Exercise objective:
Copy the material below line for line, starting at the line with "Target: egg white" and continuing through the final line.

Provided entries:
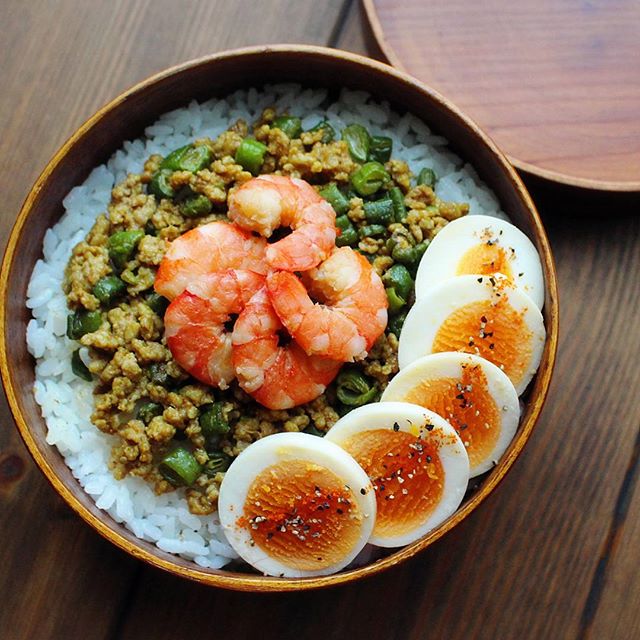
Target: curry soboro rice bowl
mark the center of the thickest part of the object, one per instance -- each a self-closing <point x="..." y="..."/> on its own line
<point x="67" y="402"/>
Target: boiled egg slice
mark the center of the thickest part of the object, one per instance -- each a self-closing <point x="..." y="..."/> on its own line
<point x="296" y="505"/>
<point x="474" y="396"/>
<point x="483" y="315"/>
<point x="482" y="245"/>
<point x="417" y="464"/>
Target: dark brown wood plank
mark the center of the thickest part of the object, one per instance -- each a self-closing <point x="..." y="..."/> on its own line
<point x="612" y="613"/>
<point x="61" y="61"/>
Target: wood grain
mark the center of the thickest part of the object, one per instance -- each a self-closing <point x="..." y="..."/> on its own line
<point x="522" y="566"/>
<point x="124" y="119"/>
<point x="556" y="83"/>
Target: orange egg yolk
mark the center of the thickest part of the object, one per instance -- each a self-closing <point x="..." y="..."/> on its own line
<point x="467" y="405"/>
<point x="302" y="515"/>
<point x="406" y="474"/>
<point x="485" y="258"/>
<point x="495" y="331"/>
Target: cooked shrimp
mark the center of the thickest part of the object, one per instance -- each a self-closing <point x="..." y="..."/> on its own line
<point x="267" y="202"/>
<point x="195" y="323"/>
<point x="211" y="247"/>
<point x="354" y="312"/>
<point x="278" y="377"/>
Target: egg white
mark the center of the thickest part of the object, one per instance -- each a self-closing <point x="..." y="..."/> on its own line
<point x="440" y="260"/>
<point x="449" y="365"/>
<point x="411" y="418"/>
<point x="429" y="313"/>
<point x="277" y="449"/>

Response:
Target: egg white
mark the center of the thickest part of the object, one per instance -- each a self-closing <point x="..." y="..."/> on its own line
<point x="440" y="260"/>
<point x="449" y="365"/>
<point x="411" y="418"/>
<point x="429" y="313"/>
<point x="277" y="449"/>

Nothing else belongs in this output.